▸ **Instructions for the task**:
Rewrite the data from the line with "Where can the dark" up to and including the line with "[[290, 168]]", keeping every request line as it is. Rescale each coordinate in the answers by 1.05, rounding to whole numbers with halves going up.

Data from a pointing set
* start *

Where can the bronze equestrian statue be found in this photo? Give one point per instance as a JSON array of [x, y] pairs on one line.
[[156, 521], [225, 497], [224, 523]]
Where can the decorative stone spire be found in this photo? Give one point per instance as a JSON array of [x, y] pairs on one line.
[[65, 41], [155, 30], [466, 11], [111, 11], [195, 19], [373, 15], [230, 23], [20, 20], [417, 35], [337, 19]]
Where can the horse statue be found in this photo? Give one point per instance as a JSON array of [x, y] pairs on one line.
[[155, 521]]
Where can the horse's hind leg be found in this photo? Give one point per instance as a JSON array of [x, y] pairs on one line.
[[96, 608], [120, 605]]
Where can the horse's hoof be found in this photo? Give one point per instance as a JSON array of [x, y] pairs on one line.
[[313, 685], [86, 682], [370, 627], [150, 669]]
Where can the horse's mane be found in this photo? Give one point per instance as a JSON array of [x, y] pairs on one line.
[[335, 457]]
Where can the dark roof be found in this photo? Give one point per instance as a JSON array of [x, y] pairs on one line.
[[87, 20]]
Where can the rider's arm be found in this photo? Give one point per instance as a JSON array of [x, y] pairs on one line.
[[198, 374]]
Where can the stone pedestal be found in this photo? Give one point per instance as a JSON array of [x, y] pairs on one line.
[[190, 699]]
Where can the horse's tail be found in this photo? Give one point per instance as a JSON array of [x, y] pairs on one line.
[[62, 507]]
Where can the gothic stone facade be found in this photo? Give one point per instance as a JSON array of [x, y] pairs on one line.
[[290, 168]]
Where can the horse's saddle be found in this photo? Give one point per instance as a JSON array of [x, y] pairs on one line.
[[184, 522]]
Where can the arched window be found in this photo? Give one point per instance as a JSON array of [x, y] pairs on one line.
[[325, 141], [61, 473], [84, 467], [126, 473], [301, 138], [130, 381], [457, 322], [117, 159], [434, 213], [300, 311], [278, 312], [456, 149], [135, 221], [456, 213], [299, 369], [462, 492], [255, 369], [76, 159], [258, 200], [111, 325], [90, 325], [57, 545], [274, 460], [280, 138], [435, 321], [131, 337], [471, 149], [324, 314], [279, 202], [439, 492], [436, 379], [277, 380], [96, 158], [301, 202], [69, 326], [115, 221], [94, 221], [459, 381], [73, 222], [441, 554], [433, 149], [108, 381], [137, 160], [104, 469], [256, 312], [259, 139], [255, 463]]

* end *

▸ **Expected output**:
Where can the dark roof be found in this photo? Give one point per instance as a JSON array of [x, y] pairs on one line.
[[91, 21]]
Where can the rider's arm be found in this photo? Give one point per instance as a JSON array of [x, y] pairs on one line.
[[208, 393]]
Where can the stone pedestal be found in this photo? Give one point per instance as a JSON array of [x, y] pairs on one line.
[[200, 734]]
Where can the horse's tail be found in this photo? Give one point per instance as a JSON array of [x, y] pairs on one line.
[[65, 532]]
Where can the gothic stone facade be found in this photo? Give one point per instance as a JSON array of [x, y] pairs on one line.
[[305, 176]]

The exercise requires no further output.